__EXERCISE PASSAGE__:
--- START ---
Thymomas and thymic carcinomas originate from the epithelial cells of the thymus within the anterior mediastinum. The thymus is an encapsulated bilobed gland. Each lobe of the thymus has a superior and inferior horn and extends laterally to each respective phrenic nerve. The thymus is supplied by branches off of the internal mammary, inferior thyroid, and pericardiophrenic arteries. It is drained by tributaries from the innominate vein or directly into the superior vena cava (SVC). The thymus is vital in the development of the adaptive immune system and commonly involutes after puberty into fibrofatty tissue. There has been a strong association between myasthenia gravis and thymomas that was found incidentally in 1939 by Alfred Blalock. The presence of histologic heterogeneity is common among thymomas, and as a result, benign and malignant thymomas cannot simply be differentiated based on history; however, malignant thymomas are much more invasive compared to their benign counterpart.[1] The 15-year survival rate is 12.5% in patients with invasive thymomas and 47% in patients with noninvasive thymomas. Deaths related to thymomas usually occur from cardiac tamponade or other cardiorespiratory complications.


There are no known risk factors for the development of thymomas or thymic carcinoma. The etiology of thymic neoplasms remains unknown. There is a strong association of thymomas with myasthenia gravis and other paraneoplastic syndromes such as total red cell aplasia, polymyositis, systemic lupus erythematosus, Cushing syndrome, and syndrome of inappropriate antidiuretic hormone secretion.[2][3][4][5] Thirty to forty percent of patients with a thymoma experience symptoms suggestive of myasthenia gravis. An additional 5% of patients have paraneoplastic syndromes.


Thymomas and thymic carcinomas are the most common mass of the anterior mediastinum.[6] They account for approximately 20% of all mediastinal neoplasms. They commonly occur between the fourth and sixth decades of life. No sexual or racial predilection exists.


A thymoma is a malignant epithelial tumor most commonly found in the prevascular mediastinum. It also can be found in the neck, pulmonary hilum, thyroid, lung, pleura, or pericardium. In gross examination; it is a well-circumscribed, tan, firm mass that ranges in size from microscopic to over 30 cm in diameter. It is lobulated with bands of fibrous stroma and, at times, cystic changes.
--- END ---
__WHAT YOU WILL DO__:
(a) Answer these questions from the thymoma passage, one line per answer:
(i) Which arteries supply the thymus?
(ii) What is the 15-year survival rate for patients with invasive thymomas?
(iii) About what share of all mediastinal neoplasms do thymomas and thymic carcinomas account for?
(b) Write the next part of the thymoma passage, picking up after its final sentence about cystic changes.
The records after this point are separate material with no connection to the thymoma passage.

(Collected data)
--- START ---
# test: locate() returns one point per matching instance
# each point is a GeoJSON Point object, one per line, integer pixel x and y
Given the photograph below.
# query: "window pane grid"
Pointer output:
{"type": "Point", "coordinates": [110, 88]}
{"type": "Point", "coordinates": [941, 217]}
--- END ---
--- START ---
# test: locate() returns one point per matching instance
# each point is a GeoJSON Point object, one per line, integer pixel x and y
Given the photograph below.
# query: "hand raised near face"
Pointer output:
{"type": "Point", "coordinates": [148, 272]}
--- END ---
__ANSWERS IN ORDER__:
(a)
(i) Branches off of the internal mammary, inferior thyroid, and pericardiophrenic arteries
(ii) 12.5%
(iii) Approximately 20%

(b)
Thymic carcinomas lack a lobulated architecture in contrast to thymomas. They possess the cytoarchitectural features of carcinoma and lack immature T cell lymphocytes. Thymic carcinomas and thymomas can be synchronous. Thymomas at times can develop into carcinomas; however, they often take 10 to 14 years to do so. Grossly they are large, firm, infiltrating masses with numerous areas of cystic change and necrosis. Fifteen percent or less are encapsulated.


The World Health Organization Classification system is described below:

  • Type A
    • Composed of bland spindle cells and few scattered lymphocytes
    • 60% of these are in stage I 
    • They tend to have good patient outcomes.
    • There is an atypical variant that is hypercellular, possesses increased mitotic activity, and/or is necrotic. The presence of necrosis tends to predict an advanced stage.
  • Type AB
    • This is a mixture of type A and types B1 or B2.
    • It is composed of intermixed or distinct components.
    • 67% of these are in stage I.
  • Type B1
    • Composed of predominantly lymphocytes with scattered epithelial cells, not in clusters
    • Also paler medullary islands with rare Hassall corpuscle-like structures
    • 50% of these are in stage I
  • Type B2
    • Composed of mostly epithelial cells forming clusters and medullary islands may be present
    • Atypia may be more present and may show anaplastic features
    • 32% of these are in stage I
  • Type B3
    • Composed predominantly of large, polygonal cells with increased atypia and few scattered lymphocytes
    • Its prognosis is worse than other thymomas but is better than thymic carcinomas.
    • Only 19% of these are in stage I.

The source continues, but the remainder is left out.